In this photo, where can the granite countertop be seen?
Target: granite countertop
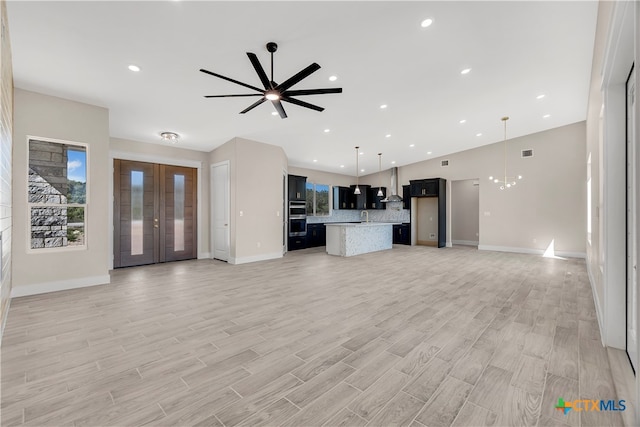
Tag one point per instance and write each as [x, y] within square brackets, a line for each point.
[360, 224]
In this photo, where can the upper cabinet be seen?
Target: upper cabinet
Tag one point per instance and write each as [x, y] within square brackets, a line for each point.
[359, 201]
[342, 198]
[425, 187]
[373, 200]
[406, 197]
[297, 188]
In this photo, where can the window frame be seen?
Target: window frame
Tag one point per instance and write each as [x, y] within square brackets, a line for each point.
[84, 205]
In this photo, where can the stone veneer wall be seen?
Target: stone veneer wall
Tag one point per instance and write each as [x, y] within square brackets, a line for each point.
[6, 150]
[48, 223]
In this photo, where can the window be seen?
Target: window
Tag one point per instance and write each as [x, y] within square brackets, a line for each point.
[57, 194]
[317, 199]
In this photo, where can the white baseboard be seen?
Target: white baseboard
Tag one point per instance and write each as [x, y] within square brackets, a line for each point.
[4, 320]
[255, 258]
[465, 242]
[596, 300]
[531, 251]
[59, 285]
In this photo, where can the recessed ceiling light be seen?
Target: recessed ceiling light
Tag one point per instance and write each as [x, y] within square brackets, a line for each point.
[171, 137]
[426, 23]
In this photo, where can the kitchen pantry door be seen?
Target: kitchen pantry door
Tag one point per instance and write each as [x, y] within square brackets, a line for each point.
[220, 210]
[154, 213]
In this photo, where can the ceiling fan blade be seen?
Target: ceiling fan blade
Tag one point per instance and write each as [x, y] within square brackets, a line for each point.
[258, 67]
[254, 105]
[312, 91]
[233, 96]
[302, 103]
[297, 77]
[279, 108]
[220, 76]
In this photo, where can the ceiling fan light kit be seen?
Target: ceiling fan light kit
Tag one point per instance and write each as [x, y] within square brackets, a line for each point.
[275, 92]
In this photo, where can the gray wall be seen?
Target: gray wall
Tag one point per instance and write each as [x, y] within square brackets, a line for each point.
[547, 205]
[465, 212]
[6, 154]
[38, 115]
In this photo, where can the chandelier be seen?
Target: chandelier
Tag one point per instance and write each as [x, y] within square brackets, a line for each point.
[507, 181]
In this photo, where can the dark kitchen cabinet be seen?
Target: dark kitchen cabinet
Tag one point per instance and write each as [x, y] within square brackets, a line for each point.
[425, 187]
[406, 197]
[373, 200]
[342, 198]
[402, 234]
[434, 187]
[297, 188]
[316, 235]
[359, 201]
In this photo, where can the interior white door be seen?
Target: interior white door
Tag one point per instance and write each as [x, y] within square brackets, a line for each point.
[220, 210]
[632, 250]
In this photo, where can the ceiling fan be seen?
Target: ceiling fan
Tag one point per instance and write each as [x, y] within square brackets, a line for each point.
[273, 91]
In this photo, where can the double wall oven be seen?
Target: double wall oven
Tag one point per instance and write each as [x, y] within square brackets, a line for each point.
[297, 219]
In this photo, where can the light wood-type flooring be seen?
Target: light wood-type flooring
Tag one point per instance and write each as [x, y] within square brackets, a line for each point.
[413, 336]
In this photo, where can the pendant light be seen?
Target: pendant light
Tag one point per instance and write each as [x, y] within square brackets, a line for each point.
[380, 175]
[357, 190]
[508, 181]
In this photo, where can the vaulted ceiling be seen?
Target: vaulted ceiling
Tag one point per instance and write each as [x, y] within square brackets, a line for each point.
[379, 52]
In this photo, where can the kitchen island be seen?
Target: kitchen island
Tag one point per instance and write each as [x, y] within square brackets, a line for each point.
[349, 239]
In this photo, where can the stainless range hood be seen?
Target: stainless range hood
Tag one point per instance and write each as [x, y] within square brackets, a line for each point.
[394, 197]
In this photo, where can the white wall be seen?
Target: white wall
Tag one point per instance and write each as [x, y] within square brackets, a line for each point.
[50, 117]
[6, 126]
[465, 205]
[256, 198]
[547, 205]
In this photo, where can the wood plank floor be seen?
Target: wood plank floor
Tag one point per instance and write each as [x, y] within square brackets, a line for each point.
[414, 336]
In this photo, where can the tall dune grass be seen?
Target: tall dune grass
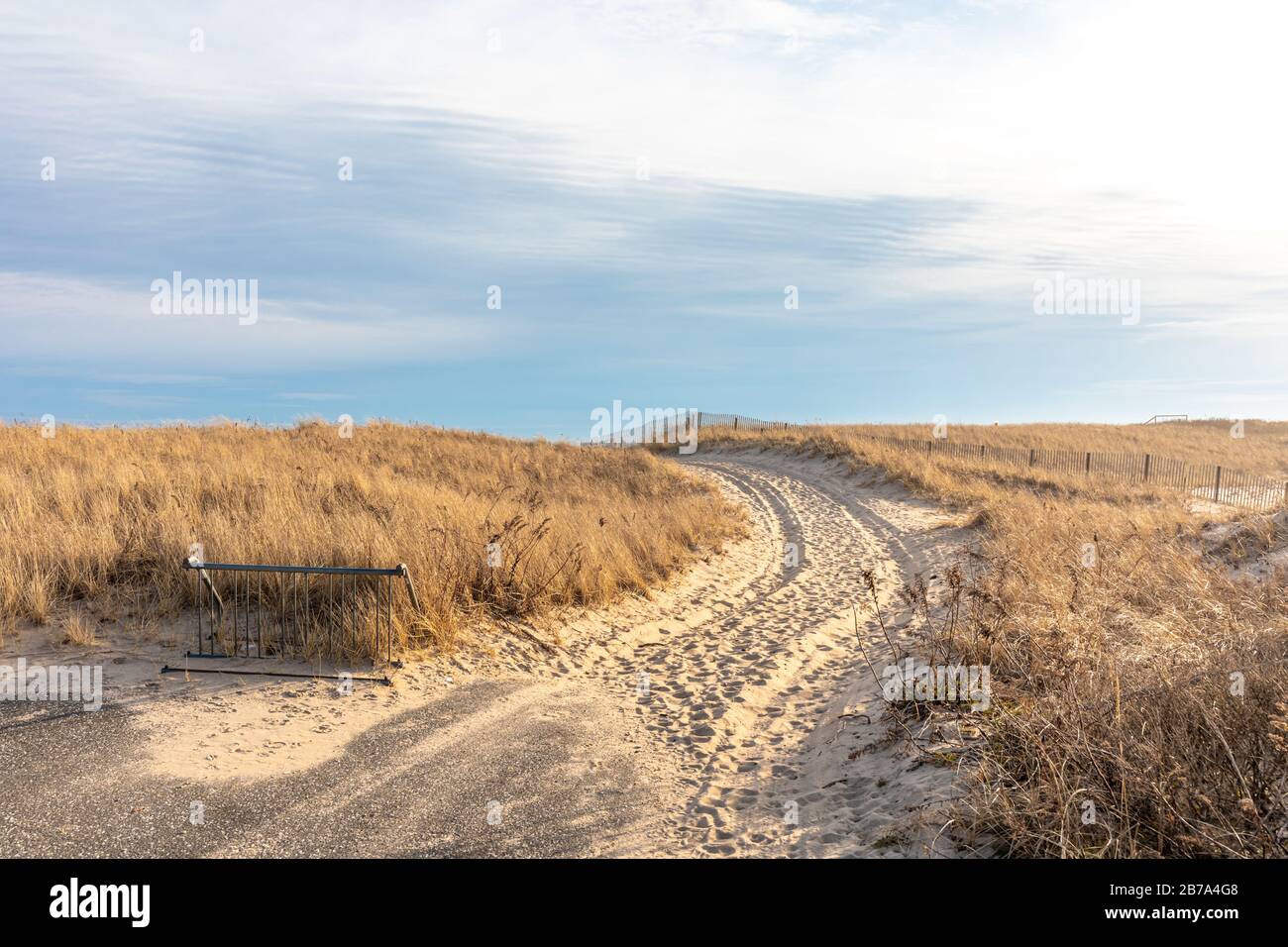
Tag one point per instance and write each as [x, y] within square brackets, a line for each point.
* * *
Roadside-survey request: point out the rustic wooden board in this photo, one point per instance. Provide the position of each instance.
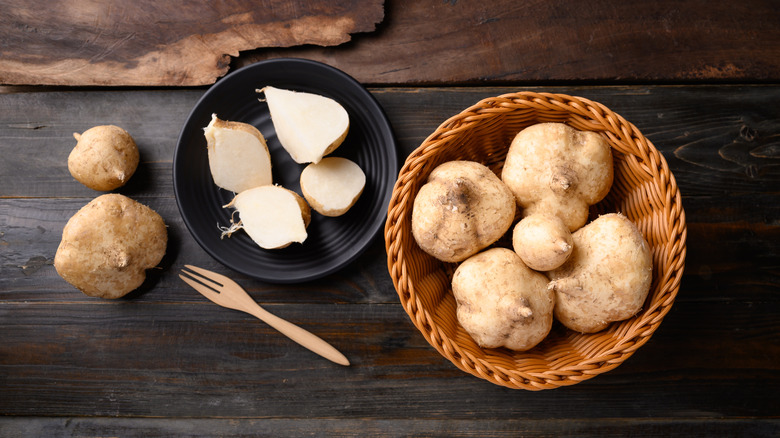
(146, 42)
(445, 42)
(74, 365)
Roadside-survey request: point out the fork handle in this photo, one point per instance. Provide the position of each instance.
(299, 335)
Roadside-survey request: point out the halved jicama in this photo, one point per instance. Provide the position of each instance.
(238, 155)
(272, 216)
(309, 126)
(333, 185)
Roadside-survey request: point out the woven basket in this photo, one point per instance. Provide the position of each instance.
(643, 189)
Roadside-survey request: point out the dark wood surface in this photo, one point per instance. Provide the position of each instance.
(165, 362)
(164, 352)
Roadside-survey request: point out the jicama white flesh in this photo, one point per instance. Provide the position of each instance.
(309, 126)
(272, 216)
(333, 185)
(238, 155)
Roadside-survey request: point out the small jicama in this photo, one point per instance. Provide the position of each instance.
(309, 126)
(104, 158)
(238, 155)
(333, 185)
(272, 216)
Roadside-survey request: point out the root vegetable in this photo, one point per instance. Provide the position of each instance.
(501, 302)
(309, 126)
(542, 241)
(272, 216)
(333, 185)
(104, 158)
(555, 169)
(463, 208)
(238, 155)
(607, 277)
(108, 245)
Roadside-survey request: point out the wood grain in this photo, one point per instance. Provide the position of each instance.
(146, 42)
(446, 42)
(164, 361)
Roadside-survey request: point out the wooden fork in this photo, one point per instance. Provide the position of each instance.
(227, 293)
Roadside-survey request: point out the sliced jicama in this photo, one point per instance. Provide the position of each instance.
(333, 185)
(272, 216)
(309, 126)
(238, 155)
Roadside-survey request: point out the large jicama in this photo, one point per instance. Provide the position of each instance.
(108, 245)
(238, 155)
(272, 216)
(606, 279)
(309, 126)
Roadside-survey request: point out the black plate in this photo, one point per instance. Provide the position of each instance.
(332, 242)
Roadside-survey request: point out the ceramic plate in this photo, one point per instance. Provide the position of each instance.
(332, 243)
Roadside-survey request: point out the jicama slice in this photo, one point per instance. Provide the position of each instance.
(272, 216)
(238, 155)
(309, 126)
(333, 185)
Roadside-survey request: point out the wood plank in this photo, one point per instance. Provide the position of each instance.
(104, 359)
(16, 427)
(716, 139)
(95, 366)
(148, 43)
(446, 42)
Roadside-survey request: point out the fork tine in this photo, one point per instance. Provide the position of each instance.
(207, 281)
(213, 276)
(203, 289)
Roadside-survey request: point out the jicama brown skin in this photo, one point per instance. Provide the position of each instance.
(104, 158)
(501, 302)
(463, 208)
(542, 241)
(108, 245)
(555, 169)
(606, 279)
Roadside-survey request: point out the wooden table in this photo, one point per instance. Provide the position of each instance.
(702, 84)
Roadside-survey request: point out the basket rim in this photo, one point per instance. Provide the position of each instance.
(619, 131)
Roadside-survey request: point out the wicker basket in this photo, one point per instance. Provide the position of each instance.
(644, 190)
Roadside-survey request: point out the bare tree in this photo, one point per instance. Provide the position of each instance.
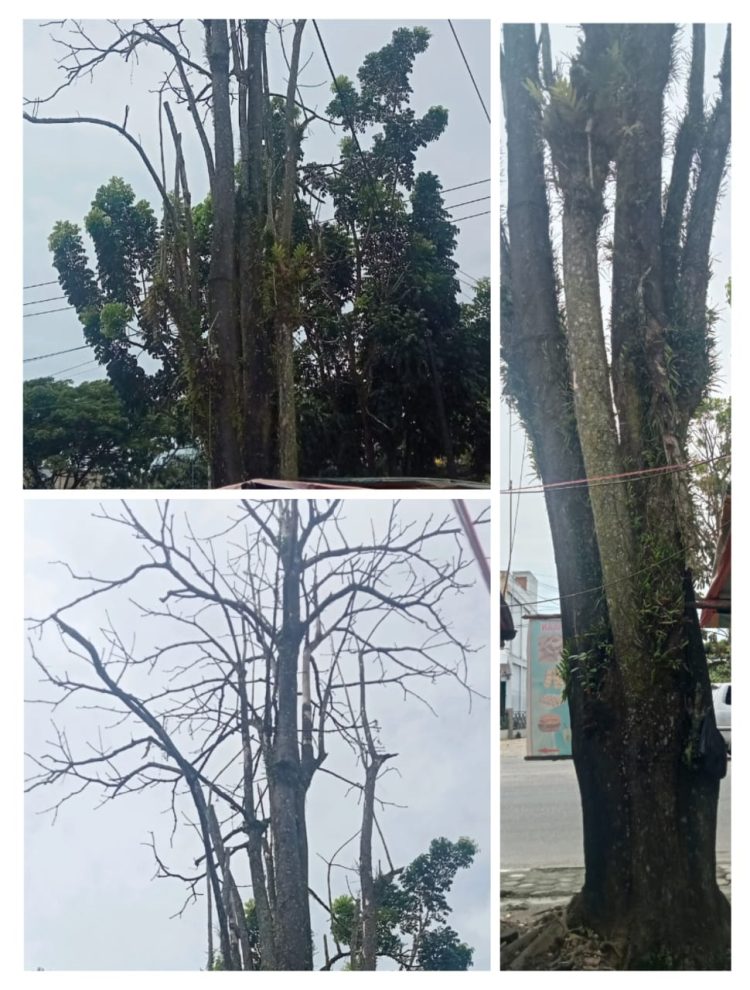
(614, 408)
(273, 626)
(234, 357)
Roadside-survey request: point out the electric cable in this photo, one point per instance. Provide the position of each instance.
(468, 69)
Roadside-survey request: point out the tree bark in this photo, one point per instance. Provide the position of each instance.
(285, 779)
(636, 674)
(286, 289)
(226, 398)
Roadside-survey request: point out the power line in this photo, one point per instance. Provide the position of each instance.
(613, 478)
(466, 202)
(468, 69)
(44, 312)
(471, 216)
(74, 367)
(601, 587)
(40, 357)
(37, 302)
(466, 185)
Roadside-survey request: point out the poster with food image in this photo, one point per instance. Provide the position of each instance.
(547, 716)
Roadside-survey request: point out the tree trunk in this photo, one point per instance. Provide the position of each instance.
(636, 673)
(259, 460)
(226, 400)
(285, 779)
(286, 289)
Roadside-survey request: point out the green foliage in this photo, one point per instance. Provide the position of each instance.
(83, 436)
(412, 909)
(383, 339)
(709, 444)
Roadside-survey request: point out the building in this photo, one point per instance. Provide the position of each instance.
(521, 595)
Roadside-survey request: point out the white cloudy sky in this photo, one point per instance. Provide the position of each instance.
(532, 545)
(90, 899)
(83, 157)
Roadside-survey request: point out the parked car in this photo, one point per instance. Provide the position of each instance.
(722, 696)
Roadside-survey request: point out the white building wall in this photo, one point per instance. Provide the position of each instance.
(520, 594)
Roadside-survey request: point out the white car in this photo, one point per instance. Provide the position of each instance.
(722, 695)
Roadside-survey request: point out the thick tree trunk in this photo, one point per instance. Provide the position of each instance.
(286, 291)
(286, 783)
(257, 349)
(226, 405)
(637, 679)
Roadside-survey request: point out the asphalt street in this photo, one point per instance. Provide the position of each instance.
---
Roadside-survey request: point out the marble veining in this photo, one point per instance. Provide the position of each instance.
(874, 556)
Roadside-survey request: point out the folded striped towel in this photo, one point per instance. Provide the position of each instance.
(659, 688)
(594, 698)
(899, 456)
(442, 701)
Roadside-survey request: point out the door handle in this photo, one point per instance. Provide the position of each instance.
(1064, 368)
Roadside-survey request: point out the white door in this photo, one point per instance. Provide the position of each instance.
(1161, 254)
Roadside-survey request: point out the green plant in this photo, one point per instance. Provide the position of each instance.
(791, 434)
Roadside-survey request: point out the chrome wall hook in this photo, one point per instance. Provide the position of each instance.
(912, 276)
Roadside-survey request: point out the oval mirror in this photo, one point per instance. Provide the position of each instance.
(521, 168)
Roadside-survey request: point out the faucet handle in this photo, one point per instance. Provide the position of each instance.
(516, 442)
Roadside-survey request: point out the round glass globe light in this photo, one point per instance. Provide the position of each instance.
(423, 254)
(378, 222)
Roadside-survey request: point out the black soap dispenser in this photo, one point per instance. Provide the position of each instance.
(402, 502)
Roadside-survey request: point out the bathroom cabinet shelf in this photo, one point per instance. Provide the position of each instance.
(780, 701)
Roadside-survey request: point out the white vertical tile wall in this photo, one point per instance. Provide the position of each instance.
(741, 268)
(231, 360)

### Task to carry out
Only the lines from the one containing "Target: upper cabinet" through the one containing "In this photo, where can the stone" are to be retyped, both boundary lines included, with no other material.

### Result of this exercise
Target: upper cabinet
Tag one point per instance and write each as [x, y] within square brackets, a line for each point.
[359, 201]
[342, 198]
[425, 187]
[373, 200]
[406, 197]
[297, 188]
In this photo, where can the window frame be seen?
Target: window frame
Tag one point per instance and write each as [x, y] within square brackets, a line for each point.
[84, 205]
In this photo, where can the stone veneer wall be seen?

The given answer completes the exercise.